▶ **SET EXERCISE**
Copy nothing but the text: reproduce each line of the listing exactly and leave the pictures out.
## start
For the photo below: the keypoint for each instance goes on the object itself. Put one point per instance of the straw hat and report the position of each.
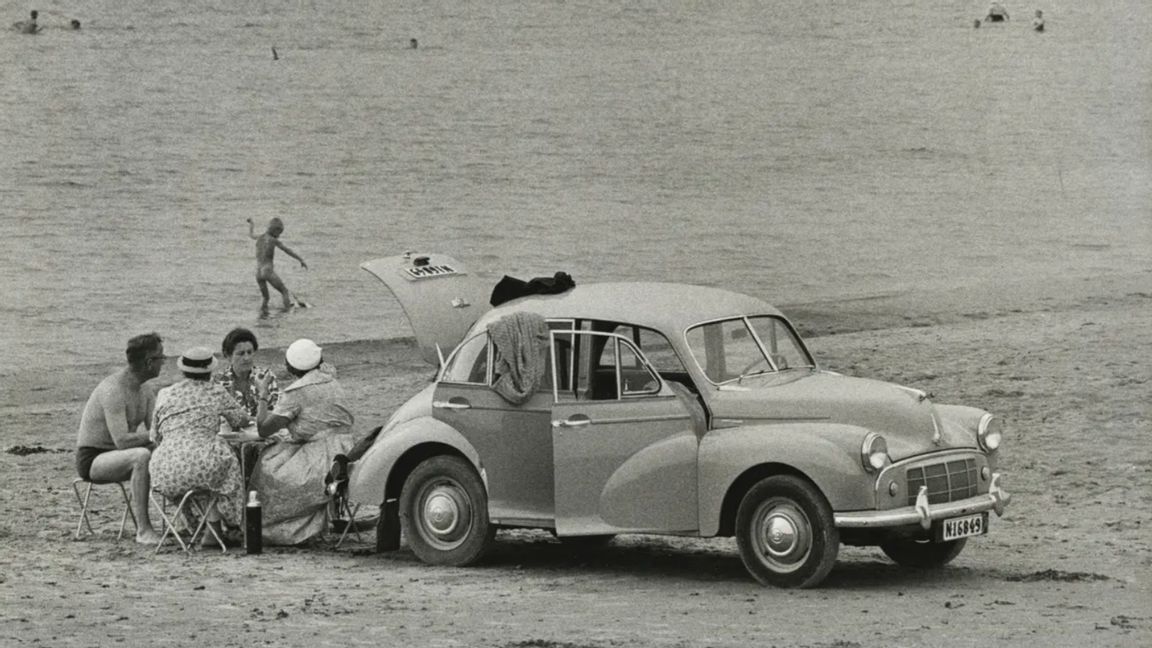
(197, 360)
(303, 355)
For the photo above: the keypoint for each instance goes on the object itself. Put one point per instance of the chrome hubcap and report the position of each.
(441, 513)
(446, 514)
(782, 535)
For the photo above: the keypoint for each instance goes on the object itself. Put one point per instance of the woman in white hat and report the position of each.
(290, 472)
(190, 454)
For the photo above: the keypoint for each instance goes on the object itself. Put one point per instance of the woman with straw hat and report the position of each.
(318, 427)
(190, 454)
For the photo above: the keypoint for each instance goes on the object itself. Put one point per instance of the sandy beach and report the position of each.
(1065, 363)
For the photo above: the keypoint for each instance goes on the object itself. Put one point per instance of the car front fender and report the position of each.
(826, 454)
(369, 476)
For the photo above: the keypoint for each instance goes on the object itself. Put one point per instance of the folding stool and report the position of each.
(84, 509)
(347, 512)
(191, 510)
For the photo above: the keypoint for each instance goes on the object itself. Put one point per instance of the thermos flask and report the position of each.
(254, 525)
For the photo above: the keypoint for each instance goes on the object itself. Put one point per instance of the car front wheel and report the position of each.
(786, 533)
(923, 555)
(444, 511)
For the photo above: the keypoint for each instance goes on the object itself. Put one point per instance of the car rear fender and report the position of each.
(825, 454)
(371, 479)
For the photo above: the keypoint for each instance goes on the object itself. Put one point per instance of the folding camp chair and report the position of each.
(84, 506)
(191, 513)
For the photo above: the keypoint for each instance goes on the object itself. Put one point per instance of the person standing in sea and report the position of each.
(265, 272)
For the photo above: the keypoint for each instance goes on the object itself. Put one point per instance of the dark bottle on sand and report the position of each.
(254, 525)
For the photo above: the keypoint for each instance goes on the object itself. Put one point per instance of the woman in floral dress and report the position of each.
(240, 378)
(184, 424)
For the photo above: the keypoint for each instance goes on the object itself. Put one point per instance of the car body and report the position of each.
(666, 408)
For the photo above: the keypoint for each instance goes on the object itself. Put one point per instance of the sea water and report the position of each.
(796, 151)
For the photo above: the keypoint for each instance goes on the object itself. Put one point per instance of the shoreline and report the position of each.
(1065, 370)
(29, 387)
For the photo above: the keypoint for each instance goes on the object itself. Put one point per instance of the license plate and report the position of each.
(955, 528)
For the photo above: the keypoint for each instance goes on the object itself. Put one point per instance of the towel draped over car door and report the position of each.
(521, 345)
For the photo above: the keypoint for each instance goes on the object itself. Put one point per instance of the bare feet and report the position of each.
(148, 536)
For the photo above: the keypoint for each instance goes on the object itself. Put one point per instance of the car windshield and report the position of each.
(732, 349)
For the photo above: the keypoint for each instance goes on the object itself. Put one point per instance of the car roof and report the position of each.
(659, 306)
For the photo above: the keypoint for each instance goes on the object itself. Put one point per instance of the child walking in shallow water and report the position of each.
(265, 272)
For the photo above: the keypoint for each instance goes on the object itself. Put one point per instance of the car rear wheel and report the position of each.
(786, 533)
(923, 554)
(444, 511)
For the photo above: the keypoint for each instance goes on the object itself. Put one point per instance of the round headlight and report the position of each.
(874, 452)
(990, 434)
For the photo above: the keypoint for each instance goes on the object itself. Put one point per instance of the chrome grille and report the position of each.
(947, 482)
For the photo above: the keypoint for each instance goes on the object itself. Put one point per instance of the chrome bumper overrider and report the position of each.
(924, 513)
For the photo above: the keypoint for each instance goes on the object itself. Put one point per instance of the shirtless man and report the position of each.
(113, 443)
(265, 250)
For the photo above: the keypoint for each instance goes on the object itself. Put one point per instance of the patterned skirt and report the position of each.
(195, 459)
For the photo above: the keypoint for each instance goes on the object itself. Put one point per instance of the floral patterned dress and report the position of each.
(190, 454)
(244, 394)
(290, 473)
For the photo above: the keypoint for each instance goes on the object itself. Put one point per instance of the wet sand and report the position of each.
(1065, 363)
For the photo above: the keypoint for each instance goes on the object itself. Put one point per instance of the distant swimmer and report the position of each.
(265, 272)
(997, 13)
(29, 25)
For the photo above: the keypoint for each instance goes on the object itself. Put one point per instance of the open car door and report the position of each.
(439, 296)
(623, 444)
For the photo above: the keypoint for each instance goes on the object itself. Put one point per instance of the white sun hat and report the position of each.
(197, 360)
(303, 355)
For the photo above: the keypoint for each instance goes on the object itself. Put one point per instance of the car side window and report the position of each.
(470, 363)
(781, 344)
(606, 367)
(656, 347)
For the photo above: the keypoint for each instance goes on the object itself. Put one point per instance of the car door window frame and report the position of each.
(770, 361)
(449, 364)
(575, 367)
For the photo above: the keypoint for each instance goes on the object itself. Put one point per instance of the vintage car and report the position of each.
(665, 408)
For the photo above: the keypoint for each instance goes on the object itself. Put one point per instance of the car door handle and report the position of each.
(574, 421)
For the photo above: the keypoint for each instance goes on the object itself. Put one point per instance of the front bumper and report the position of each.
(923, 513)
## end
▶ **THE RESULT**
For the photo below: the keypoint for each instance goes on the object itself. Put one point per instance of the straw hat and report the position of each.
(197, 360)
(303, 355)
For the photo above: the keypoint for each instance goes on the object itself. Put one point per instance of the chrome hubcap and report the position of each.
(441, 513)
(446, 514)
(782, 535)
For the photo above: the keypoint for each instance goes on the object itself. Put one point per instance of the woman in white hat and report the position of each.
(290, 472)
(190, 454)
For the photo above: the keypoint for each instance goes on the object itself. Put one point per instance of the woman with straw hat and report the position of each.
(318, 427)
(190, 454)
For the photo above: the keypoint for each instance goes on the object itself. Put one point per instance of the sandy beach and report the position of each.
(1065, 363)
For the photo above: the keypoint for each instance goes on the object itself. Put one point per instance of the car front fender and report the position of each.
(826, 454)
(369, 476)
For the photo above: the keypoint for each instance goes on the object itself. Put one point per instance of the folding stool and report the position of each.
(84, 509)
(347, 512)
(191, 510)
For the photo above: the keypoint for each instance goes on the object itself. Put one point per instance of the thermos flask and report the position of each.
(254, 525)
For the photo above: the keypoint for each instance goes on the object itself. Put one point per instance of the car front wheel and report the position of each.
(786, 533)
(923, 555)
(444, 511)
For the photo above: the keypoint for each instance goes on the object itself. Put one point per instance of the car rear fender and report the position of each.
(825, 454)
(371, 479)
For the photo above: the keypoint for each instance goes on the object itself. Put one point per instance of the folding camp chair and report the position of each.
(84, 506)
(191, 513)
For the photo above: the keypoint for each instance goes on the object itself. Put one point per instance of the person standing in sea and report the position of each.
(265, 272)
For the photo above: the keypoint for each instance goes on the object itself. Put one point per instance of the dark bottle on sand and report the position of each.
(254, 525)
For the photo above: the keypoint for each instance goes on the object itself. Put one point per instance of the woman in floral dress and report the position of each.
(240, 378)
(184, 424)
For the photo above: the keypoint for each instance goes on the object itself. Put one point per instance of the car body and report the position of each.
(666, 408)
For the photo above: the keypoint for each instance goes on the object itself. Put one point per instance of the sea water and report the position of each.
(796, 151)
For the photo above: the keypoint for each instance goes on the object itself. Put one point per instance of the shoreline and report the position of each.
(1065, 370)
(29, 387)
For the photo above: the keypoint for each instance goes on the object itself. Put one point per instance of the license plate and report the position of each.
(955, 528)
For the photo above: the keypoint for each instance goes on the object itself. Put one point per instance of the towel draped over car door and report the position of each.
(521, 345)
For the photo above: the keypoint for each instance goes on the object itself. Put one point per instance of the bare feet and report the position of each.
(148, 536)
For the photo above: the keypoint for each instance goes on the object itself. Put one point per instance of the car windshield and report the position of each.
(732, 349)
For the photo above: the keypoint for each instance goes on the object itself. Put one point per instance of the car roof and report the position of each.
(659, 306)
For the photo above: the keypoint for each instance goes on the object itself. Put one point per instance of the child walking in shallow water and report the position of each.
(265, 272)
For the photo above: the keypoint for each instance goes on the object itself. Put one point per instance of the car rear wheel and report the position of each.
(786, 533)
(923, 554)
(444, 511)
For the photo above: the keypoint for each instance goes on the object itself. Put one point per instance of the round headlight and report the position of each.
(874, 452)
(990, 434)
For the photo above: the keypoint for each instance goes on the object itself. Put one point per instance of the chrome grille and report the position of each.
(947, 482)
For the photo above: the keypoint for each instance goes on the object itself. Put one point per instance of the chrome bumper overrider and report the position of each.
(924, 513)
For the photo above: the keypoint for each instance goes on the object itself. Put one point per instance of the shirtless man and report the position of each.
(113, 443)
(265, 250)
For the photo above: the keypoint for each instance goes on the object itself. Put one point per instance of the patterned skirt and report the position of each.
(195, 459)
For the photo above: the keypoint for each instance goes on the object itself. Put one point per instance of the floral patterned dress and report the position of each.
(190, 454)
(244, 394)
(290, 473)
For the photo above: the keypoint for each instance goes on the object itself. Put one point per instance of the wet sand and report the position of each.
(1065, 363)
For the photo above: the keypoint for each instance goes on the object itself. Put one point per instance of the distant swimmer and report the position of each.
(265, 272)
(997, 13)
(29, 25)
For the photo above: the keypoint for each instance goes on the object itself. Put one point per instance of the open car door and report the position of each.
(439, 296)
(623, 444)
For the photo above: the keypoint for each instance goes on the object itself. Put one point per instance of the white sun hat and report the position of each.
(197, 360)
(303, 355)
For the photo above: the keypoint for each instance goes on the object itself. Put one point per instance of the car side window and report the position of each.
(470, 363)
(781, 344)
(606, 367)
(656, 347)
For the photo above: the keypoint for each instance goes on the object itself. Put one point per instance of the car door window frame and report the position of each.
(770, 361)
(449, 364)
(575, 367)
For the photo above: the keypoint for each instance goes on the object itself. Put one point per instance of the vintage car and report the position of each.
(665, 408)
For the photo above: the keypoint for each instance goes on the object itself. Put one point per instance of the car door handle and report the position of each.
(574, 421)
For the photo above: the keypoint for each instance goes on the object itself. Put one point per instance of the front bumper and report the position of each.
(923, 513)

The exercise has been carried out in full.